§ **CONSIGNE**: Mets les lignes des données ci-dessous en liste numérotée, sans garder les lignes vides. Traite toutes les données, du début à la fin.

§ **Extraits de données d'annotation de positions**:

***

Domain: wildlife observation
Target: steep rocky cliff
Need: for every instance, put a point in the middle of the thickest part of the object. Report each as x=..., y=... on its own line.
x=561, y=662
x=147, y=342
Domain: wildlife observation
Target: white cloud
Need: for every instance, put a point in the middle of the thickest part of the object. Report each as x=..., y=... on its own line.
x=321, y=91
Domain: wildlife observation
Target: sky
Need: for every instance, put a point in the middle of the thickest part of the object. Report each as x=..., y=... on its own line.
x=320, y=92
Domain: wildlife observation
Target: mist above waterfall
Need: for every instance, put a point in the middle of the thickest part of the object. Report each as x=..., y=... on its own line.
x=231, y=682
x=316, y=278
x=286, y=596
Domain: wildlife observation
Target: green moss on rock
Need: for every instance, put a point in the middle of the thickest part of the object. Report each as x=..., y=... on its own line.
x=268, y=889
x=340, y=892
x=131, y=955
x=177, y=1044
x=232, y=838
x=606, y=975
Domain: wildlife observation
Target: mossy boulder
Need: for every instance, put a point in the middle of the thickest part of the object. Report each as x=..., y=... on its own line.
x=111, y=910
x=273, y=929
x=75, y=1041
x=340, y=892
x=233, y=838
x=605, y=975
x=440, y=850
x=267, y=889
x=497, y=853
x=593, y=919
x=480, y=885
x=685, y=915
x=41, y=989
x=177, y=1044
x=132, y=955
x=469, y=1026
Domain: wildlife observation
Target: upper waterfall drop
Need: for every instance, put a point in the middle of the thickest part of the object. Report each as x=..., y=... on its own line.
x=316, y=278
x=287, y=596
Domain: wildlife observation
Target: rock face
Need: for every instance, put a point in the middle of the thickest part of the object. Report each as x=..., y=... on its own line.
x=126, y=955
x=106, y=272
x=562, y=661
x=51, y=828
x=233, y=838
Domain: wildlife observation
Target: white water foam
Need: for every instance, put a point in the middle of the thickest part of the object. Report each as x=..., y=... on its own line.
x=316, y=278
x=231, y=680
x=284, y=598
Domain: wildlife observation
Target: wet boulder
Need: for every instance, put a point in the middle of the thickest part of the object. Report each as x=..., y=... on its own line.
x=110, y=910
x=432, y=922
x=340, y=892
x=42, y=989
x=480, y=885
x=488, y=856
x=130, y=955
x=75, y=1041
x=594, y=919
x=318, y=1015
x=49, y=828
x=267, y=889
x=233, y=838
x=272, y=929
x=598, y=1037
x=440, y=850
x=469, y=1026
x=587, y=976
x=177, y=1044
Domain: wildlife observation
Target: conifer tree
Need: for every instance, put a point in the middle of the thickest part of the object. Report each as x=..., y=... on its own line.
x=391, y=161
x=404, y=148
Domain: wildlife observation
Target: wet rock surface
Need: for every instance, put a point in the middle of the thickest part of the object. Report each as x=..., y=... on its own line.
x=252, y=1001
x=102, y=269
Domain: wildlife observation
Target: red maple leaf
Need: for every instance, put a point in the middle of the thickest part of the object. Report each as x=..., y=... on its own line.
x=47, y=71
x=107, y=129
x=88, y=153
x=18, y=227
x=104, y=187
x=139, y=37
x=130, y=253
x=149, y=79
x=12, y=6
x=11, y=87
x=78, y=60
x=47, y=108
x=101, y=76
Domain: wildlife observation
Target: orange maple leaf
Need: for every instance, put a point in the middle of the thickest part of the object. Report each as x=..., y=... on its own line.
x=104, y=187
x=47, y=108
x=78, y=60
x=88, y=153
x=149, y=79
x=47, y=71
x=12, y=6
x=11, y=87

***

§ **RÉPONSE**:
1. Domain: wildlife observation
2. Target: steep rocky cliff
3. Need: for every instance, put a point in the middle of the thickest part of the object. Report each as x=..., y=... on its own line.
4. x=561, y=662
5. x=147, y=342
6. Domain: wildlife observation
7. Target: white cloud
8. Need: for every instance, put a point in the middle of the thickest part of the object. Report each as x=..., y=... on its own line.
9. x=321, y=91
10. Domain: wildlife observation
11. Target: sky
12. Need: for every instance, put a point in the middle of the thickest part of the object. Report each as x=..., y=... on its own line.
13. x=320, y=92
14. Domain: wildlife observation
15. Target: mist above waterfall
16. Need: for every instance, put a point in the middle of the thickest part of the object. Report each as x=..., y=... on its own line.
17. x=231, y=682
18. x=316, y=278
19. x=286, y=596
20. Domain: wildlife observation
21. Target: green moss on rock
22. Need: for every instance, put a point in the middle of the thickest part of the object. Report each as x=..., y=... on its own line.
23. x=268, y=889
24. x=340, y=892
25. x=131, y=955
26. x=177, y=1044
27. x=232, y=838
28. x=606, y=975
29. Domain: wildlife observation
30. Target: mossy boulder
31. Need: for every instance, put a point in the middle of the thickest part of the object. Report each as x=..., y=... on its own line.
32. x=111, y=910
33. x=273, y=929
34. x=75, y=1041
35. x=340, y=892
36. x=233, y=838
37. x=605, y=975
38. x=440, y=850
39. x=267, y=889
40. x=497, y=853
41. x=593, y=919
42. x=480, y=885
43. x=685, y=915
44. x=41, y=989
45. x=177, y=1044
46. x=132, y=955
47. x=469, y=1026
48. Domain: wildlife observation
49. Target: upper waterfall drop
50. Need: for every instance, put a point in the middle of the thickest part of the object. Report each as x=..., y=... on its own line.
51. x=316, y=278
52. x=287, y=596
53. Domain: wildlife observation
54. Target: rock face
55. Need: for every instance, put a point in the middle of the thickest part of the object. Report each as x=..., y=... on its own line.
56. x=126, y=955
57. x=106, y=272
58. x=562, y=661
59. x=51, y=828
60. x=233, y=838
61. Domain: wildlife observation
62. Target: white water foam
63. Need: for every instance, put a point in the middle of the thickest part of the object. Report each as x=..., y=... on its own line.
64. x=316, y=278
65. x=231, y=680
66. x=284, y=598
67. Domain: wildlife observation
68. Target: wet boulder
69. Need: for every instance, put a point in the middle of the thickest part of the object. Report each as x=..., y=... on its own line.
70. x=110, y=910
71. x=432, y=922
72. x=340, y=892
73. x=42, y=989
74. x=480, y=885
75. x=488, y=856
76. x=130, y=955
77. x=75, y=1041
78. x=594, y=919
79. x=318, y=1015
80. x=49, y=828
81. x=267, y=889
82. x=233, y=838
83. x=272, y=929
84. x=598, y=1037
85. x=440, y=850
86. x=469, y=1026
87. x=587, y=976
88. x=177, y=1044
89. Domain: wildlife observation
90. Target: conifer tree
91. Need: for every instance, put a point in the middle of the thickest part of the object. Report each as x=..., y=... on its own line.
92. x=391, y=161
93. x=404, y=148
94. Domain: wildlife observation
95. Target: wet rock surface
96. Need: for every instance, put a point in the middle of the thickest part of the object. Report each as x=..., y=... on its own line.
97. x=252, y=1001
98. x=102, y=269
99. Domain: wildlife observation
100. Target: red maple leaf
101. Need: for every instance, put a point in the middle of the thickest part of the object. Report each as x=..., y=... on its own line.
102. x=47, y=71
103. x=107, y=129
104. x=88, y=153
105. x=18, y=227
106. x=104, y=187
107. x=139, y=37
108. x=130, y=253
109. x=149, y=79
110. x=12, y=6
111. x=11, y=87
112. x=78, y=60
113. x=47, y=108
114. x=101, y=76
115. Domain: wildlife observation
116. Target: orange maple leaf
117. Need: for every instance, put a point in the middle of the thickest part of the object. Report each as x=..., y=... on its own line.
118. x=104, y=187
119. x=47, y=108
120. x=78, y=60
121. x=88, y=153
122. x=149, y=79
123. x=47, y=71
124. x=12, y=6
125. x=11, y=87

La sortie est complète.